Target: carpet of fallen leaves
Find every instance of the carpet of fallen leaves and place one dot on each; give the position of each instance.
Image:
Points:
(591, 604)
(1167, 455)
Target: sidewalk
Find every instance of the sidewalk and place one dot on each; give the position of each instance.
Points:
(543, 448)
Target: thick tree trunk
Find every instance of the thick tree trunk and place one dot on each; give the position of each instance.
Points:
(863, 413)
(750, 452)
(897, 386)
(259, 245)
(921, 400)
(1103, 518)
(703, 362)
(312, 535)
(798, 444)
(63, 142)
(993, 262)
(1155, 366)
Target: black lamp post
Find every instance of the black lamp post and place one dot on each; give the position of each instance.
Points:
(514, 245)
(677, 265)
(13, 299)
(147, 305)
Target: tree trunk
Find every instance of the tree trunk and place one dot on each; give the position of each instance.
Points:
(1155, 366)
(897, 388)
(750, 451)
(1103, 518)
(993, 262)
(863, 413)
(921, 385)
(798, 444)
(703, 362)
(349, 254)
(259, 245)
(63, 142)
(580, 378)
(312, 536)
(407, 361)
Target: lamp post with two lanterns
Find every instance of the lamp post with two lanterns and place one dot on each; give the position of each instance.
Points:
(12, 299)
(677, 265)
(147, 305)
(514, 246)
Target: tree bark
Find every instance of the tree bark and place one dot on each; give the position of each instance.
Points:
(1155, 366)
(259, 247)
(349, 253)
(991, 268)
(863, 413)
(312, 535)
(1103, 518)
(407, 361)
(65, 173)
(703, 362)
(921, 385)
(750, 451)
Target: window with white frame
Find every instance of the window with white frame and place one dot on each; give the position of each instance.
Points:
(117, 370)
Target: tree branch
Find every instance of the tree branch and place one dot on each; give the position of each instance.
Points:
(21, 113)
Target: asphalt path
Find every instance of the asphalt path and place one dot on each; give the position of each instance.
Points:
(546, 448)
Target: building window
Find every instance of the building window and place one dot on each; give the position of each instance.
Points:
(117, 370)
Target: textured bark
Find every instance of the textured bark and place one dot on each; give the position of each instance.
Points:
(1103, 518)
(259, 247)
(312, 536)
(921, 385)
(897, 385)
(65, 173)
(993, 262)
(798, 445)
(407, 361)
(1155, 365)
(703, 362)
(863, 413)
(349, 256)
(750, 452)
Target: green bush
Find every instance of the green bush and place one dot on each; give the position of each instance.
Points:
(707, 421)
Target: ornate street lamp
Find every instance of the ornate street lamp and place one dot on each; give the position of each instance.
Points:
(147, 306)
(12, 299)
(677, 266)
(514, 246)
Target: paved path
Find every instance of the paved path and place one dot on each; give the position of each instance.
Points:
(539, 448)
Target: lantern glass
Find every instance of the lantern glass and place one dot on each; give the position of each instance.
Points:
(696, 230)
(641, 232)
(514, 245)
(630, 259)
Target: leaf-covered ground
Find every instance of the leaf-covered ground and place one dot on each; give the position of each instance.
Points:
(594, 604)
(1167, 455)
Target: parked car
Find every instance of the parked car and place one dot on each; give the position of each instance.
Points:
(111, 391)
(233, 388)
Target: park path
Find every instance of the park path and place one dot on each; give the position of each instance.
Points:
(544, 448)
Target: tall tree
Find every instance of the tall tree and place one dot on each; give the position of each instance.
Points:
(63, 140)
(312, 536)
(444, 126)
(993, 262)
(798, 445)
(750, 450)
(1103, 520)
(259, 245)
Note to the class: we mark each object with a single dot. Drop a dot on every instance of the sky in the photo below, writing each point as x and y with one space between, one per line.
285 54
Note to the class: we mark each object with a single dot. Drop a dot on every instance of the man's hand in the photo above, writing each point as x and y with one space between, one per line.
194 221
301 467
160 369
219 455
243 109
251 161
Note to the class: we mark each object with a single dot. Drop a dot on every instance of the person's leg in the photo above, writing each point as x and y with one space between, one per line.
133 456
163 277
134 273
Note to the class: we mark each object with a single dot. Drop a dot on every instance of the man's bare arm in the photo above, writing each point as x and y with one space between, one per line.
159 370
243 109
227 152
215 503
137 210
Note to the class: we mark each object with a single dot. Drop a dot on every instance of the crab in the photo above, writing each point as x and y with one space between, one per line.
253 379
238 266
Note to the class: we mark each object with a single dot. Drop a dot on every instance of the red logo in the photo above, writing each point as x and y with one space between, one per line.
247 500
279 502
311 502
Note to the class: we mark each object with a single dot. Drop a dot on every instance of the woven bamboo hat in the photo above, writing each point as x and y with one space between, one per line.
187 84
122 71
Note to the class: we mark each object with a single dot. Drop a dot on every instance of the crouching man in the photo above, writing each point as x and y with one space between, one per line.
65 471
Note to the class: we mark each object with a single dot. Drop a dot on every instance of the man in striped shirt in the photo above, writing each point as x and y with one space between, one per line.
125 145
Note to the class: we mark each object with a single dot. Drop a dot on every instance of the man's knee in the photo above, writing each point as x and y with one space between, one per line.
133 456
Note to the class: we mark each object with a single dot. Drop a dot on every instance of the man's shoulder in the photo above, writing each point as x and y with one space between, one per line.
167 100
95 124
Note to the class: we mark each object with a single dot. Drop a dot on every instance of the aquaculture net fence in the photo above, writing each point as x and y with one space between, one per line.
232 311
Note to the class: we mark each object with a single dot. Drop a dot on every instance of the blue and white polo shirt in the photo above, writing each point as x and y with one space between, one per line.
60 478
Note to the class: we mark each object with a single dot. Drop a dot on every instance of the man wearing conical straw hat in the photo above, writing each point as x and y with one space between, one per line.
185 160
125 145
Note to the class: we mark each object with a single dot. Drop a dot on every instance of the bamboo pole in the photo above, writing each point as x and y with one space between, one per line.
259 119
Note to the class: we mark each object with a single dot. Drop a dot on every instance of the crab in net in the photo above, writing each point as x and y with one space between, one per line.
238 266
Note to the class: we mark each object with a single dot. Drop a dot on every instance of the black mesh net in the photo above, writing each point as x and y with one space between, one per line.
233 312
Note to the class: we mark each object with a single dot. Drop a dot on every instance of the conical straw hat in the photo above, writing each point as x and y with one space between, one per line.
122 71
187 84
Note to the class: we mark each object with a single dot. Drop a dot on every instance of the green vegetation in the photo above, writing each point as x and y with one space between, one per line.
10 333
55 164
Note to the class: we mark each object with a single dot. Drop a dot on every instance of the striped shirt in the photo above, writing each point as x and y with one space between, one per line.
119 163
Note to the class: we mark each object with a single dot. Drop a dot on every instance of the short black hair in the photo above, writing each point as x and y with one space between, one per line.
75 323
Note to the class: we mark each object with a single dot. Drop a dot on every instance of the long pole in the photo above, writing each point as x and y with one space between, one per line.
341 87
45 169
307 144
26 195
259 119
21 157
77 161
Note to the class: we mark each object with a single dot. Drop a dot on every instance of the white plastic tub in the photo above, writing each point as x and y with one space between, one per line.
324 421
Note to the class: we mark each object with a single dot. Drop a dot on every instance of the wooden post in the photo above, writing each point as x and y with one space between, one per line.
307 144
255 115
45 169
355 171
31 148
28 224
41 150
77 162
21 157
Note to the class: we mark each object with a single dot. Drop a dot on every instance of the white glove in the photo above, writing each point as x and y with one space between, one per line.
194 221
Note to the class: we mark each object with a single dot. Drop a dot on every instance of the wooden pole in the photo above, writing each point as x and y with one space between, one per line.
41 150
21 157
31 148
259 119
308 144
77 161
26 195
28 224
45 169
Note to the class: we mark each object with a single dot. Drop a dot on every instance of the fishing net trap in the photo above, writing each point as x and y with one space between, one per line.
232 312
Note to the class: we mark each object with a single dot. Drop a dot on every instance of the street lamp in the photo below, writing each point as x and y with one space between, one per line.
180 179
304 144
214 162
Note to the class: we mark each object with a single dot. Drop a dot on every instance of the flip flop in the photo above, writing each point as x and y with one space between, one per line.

**EXERCISE BRIEF**
Give again only the lines starting at the one that contains "the wooden post" and running to the end of the data.

**TASK SOLUTION**
Note to the class: we mark each object with a single dot. Drop a dot on every instance of the wooden post in the photo above, writing each point as x and y with one space between, one per line.
307 144
255 115
45 169
355 171
31 148
28 224
41 150
77 162
21 157
Note to the class: we mark each object with a single dot. Drop a dot on every instance of the white glove in the photo above, writing each point as x and y with one space between, one per line.
194 221
Note to the class: we mark each object with a single dot. Drop a dot on every instance of the wooden pole in the photo above, writing each point as x and y with one space between, one per line.
41 150
21 157
31 148
259 119
308 144
77 161
26 195
28 224
45 169
Note to the class: we mark each object with a single dot. Drop a dot on every instance of the fishing net trap in the photo above, writing each point as x and y with one space between, one per line.
232 312
Note to the class: we mark each object with a single dot. Drop a dot on every instance of the street lamp in the photo below, writing each point as x and y with one space between, one per line.
180 179
304 144
214 162
Note to the class: we mark each object with a single dot. Drop a dot on every instance of the flip flop in the photo above, writing each point as x and y with one space between, one per line.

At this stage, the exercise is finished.